Request 1
Render the dataset entries below as a JSON list of strings, one string per line and no blank lines. Begin at the line that has "Expected behaviour: for every instance of the inflorescence, put" and stop after the final entry, leaving out the pictures.

=== Passage ===

# Comparing OLS and Double Selection
This material is originally developed for ACE 592 Big Data - Empirical Economics written on 7/21/2017 by Alex Stevens. 

### Motivation
Researchers do not know the data generating process for the data they are analyzing. This exercise creates a nonlinear data generating process that is too complex for simple modelling to capture, then compares OLS and Double Selection estimation.

### Objective:
* Create Monte Carlo experiement
* Compare distribution of coeffiecients estimated by OLS and Double Selection 
* Look at the effects of assumptions on these two models

Remember to shut down your server when you are done by clicking Control Panel -> Shut Down Server

## Step 1: Install packages 

In [None]:
rm(list=ls())
## This function will check if a package is installed, and if not, install it
pkgTest <- function(x) {
  if (!require(x, character.only = TRUE))
  {
    install.packages(x, dep = TRUE, repos = "http://cran.us.r-project.org")
    if(!require(x, character.only = TRUE)) stop("Package not found")
  }
}

## These lines load the required packages
packages <- c("Hmisc", "hdm","mvtnorm")
lapply(packages, pkgTest)

## Step 2: Create data


Set seed for replication

In [None]:
set.seed(12345)

Set sample size

In [None]:
N <- 200

Set number of simulations

In [None]:
n.sims <- 40

Create matrix of 200 random normally distributed variables

In [None]:
x <- matrix(runif(N*50), nrow = N, ncol = 50)

Create polynomials

In [None]:
polyx<-cbind(x^2,x^3)

Create 5 bins for first 40 variables

In [None]:
nvar<-10
quants<-5
dumx<-matrix(nrow=N,ncol=quants*nvar)
  for(i in 1:nvar){
    indx<- factor(as.numeric(cut2(x[,i], g=quants)))
    dumx[,((quants*i)-(quants-1)):(quants*i)]<-model.matrix(~indx-1)
  }

Create treatment variable where half of the observations are treatment half are control

In [None]:
 Treatment<-sample(rep(0:1,N/2))

=== Records for the task ===

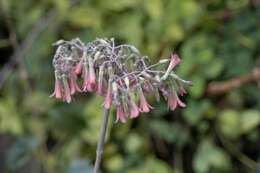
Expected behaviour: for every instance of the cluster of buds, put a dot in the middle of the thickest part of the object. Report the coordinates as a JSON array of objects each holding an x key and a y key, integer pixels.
[{"x": 119, "y": 73}]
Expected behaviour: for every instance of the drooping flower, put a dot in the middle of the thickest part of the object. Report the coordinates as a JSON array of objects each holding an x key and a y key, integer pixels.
[
  {"x": 101, "y": 88},
  {"x": 108, "y": 98},
  {"x": 174, "y": 101},
  {"x": 85, "y": 74},
  {"x": 144, "y": 105},
  {"x": 91, "y": 84},
  {"x": 182, "y": 90},
  {"x": 73, "y": 84},
  {"x": 134, "y": 111},
  {"x": 175, "y": 60},
  {"x": 67, "y": 92},
  {"x": 79, "y": 67},
  {"x": 120, "y": 115},
  {"x": 57, "y": 93}
]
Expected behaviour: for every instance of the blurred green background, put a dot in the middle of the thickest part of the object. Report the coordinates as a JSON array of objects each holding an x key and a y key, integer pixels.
[{"x": 217, "y": 40}]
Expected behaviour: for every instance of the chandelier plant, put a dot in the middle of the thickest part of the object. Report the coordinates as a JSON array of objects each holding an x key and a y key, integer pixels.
[{"x": 119, "y": 73}]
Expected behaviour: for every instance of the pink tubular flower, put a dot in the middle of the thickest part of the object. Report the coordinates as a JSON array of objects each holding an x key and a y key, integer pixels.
[
  {"x": 73, "y": 85},
  {"x": 79, "y": 67},
  {"x": 91, "y": 85},
  {"x": 67, "y": 91},
  {"x": 144, "y": 106},
  {"x": 101, "y": 88},
  {"x": 85, "y": 78},
  {"x": 120, "y": 115},
  {"x": 174, "y": 101},
  {"x": 134, "y": 112},
  {"x": 182, "y": 90},
  {"x": 58, "y": 89},
  {"x": 108, "y": 99},
  {"x": 175, "y": 60}
]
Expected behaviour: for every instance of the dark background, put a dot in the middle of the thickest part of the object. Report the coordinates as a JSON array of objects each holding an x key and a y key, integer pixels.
[{"x": 218, "y": 42}]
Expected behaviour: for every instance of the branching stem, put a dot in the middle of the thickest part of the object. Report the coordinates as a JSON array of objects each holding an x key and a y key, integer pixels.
[{"x": 101, "y": 141}]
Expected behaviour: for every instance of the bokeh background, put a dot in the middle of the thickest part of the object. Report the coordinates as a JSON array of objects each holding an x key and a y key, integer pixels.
[{"x": 218, "y": 42}]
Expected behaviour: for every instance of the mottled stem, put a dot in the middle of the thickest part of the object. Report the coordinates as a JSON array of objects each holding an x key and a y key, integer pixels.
[{"x": 101, "y": 141}]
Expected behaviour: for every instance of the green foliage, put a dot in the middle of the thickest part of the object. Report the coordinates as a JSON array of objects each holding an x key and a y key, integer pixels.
[{"x": 216, "y": 40}]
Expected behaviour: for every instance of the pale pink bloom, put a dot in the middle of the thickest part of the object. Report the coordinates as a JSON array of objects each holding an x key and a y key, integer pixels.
[
  {"x": 91, "y": 84},
  {"x": 174, "y": 101},
  {"x": 182, "y": 90},
  {"x": 108, "y": 98},
  {"x": 79, "y": 67},
  {"x": 57, "y": 90},
  {"x": 85, "y": 79},
  {"x": 73, "y": 85},
  {"x": 134, "y": 112},
  {"x": 144, "y": 105},
  {"x": 120, "y": 115},
  {"x": 67, "y": 96},
  {"x": 175, "y": 60},
  {"x": 101, "y": 88}
]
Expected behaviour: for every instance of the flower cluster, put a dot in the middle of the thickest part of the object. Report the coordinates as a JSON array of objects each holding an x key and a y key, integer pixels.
[{"x": 119, "y": 73}]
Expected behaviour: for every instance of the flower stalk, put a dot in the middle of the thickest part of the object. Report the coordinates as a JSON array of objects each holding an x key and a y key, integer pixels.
[{"x": 101, "y": 141}]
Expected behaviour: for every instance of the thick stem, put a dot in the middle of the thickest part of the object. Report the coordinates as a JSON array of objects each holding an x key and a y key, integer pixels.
[{"x": 101, "y": 141}]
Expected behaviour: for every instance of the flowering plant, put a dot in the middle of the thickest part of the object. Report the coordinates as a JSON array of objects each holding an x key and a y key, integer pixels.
[{"x": 120, "y": 74}]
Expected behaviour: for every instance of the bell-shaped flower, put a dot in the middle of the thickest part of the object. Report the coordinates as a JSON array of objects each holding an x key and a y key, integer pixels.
[
  {"x": 120, "y": 115},
  {"x": 144, "y": 105}
]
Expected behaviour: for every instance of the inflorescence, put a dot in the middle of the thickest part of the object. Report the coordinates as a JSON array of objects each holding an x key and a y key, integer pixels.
[{"x": 119, "y": 73}]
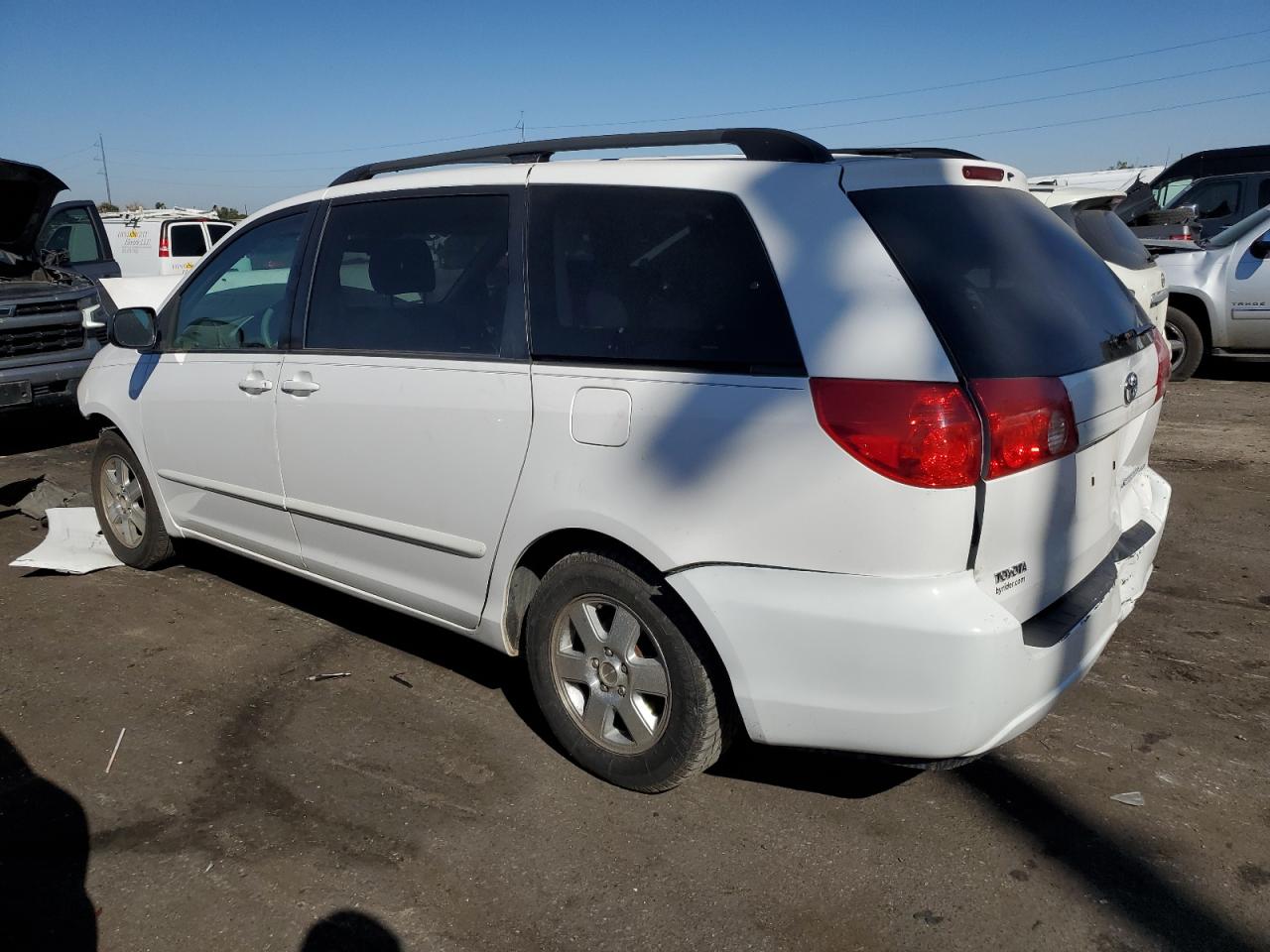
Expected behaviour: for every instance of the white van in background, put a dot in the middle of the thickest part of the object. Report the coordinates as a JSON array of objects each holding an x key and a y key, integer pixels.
[
  {"x": 162, "y": 240},
  {"x": 1089, "y": 213}
]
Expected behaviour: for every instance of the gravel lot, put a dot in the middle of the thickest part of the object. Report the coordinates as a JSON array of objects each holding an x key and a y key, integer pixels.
[{"x": 252, "y": 809}]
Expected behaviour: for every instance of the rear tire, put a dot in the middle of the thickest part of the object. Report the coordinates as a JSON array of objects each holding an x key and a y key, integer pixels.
[
  {"x": 619, "y": 676},
  {"x": 126, "y": 506},
  {"x": 1185, "y": 343}
]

===

Request 2
Carry the notebook comparing OLS and Double Selection forward from its last line.

Response 1
[
  "Expected behaviour: for every instance of the inflorescence, put a dot in the middle of the thickest part of the object. Report the coordinates as a JSON array of objects each holding an x key and a y key, integer pixels.",
  "[{\"x\": 119, \"y\": 73}]",
  "Expected behaviour: for every instance of the white van in background, put a dot in the middle of the thickest part of the object. Report the coordinates as a JSON array of objects each holding an x key and a y key, integer pixels.",
  "[",
  "  {\"x\": 162, \"y\": 240},",
  "  {\"x\": 1089, \"y\": 213}",
  "]",
  "Expected behaviour: for every instance of the gravel lot, put a dot in the middle of the thickest part of the object. Report the coordinates as a JSON array of objects each holding an x key and a y key, integer pixels.",
  "[{\"x\": 252, \"y\": 809}]",
  "Expected behaviour: for every instance of the rear tire, put a dot in the middle of the thickest part of the object. Report the coordinates as a JSON array of objects each holding an x key and a y key, integer pixels.",
  "[",
  "  {\"x\": 619, \"y\": 676},",
  "  {\"x\": 126, \"y\": 506},",
  "  {\"x\": 1185, \"y\": 343}",
  "]"
]

Response 2
Create true y. Note:
* True effect of Treatment on y is 1
* Most x variables have no effect on y
* Some x variables have nonlinear effects on y

In [None]:
  y <- Treatment+x[,1] * 2+ x[,2] * 2.5 + 600*x[,3]-20*x[,3]^2-20*x[,3]^3+
                #3*exp(x[,4]+x[,10])+2*log(x[,6]+x[,10]+100)+ 
                600*x[,7]^2+30*x[,8]^2- 20*x[,8]^3+
                300*dumx[,(quants*5)]+90*dumx[,(quants*5)+1]+30*dumx[,(quants*5)+2]+
                100*dumx[,(quants*8)+1]+50*dumx[,(quants*8)+2]+70*dumx[,(quants*8)+3]+
                10*dumx[,(quants*9)]+60*dumx[,(quants*9)+3]-6*dumx[,(quants*9)+5]+
                rnorm(N)

## Step 3: Analyze Data

Estimate naive OLS model using only x variables and summarize

In [None]:
fit.lm <- lm(y~Treatment+x)
summary(fit.lm)

Estimate naive Double Selection model using only x variables and summarize

In [None]:
fit.ds <- rlassoEffect(x, y, Treatment, method = "double selection")
summary(fit.ds)

Now assume some x variables have polynomial effects on y and estimate OLS with x and polyx variables

In [None]:
fit.lm.os <- lm(y~Treatment+x+polyx)
  summary(fit.lm.os)

Assume some x variables have binned effects on y and estimate OLS 

In [None]:
fit.lm.os <- lm(y~Treatment+x+dumx+polyx)
  summary(fit.lm.os)

Assume some x variables have binned and polynomial effects on y and estimate double selection

In [None]:
xds<-cbind(x,dumx,polyx)
  
fit.ds.os <- rlassoEffect(xds, y, Treatment, method = "double selection")
summary(fit.ds.os)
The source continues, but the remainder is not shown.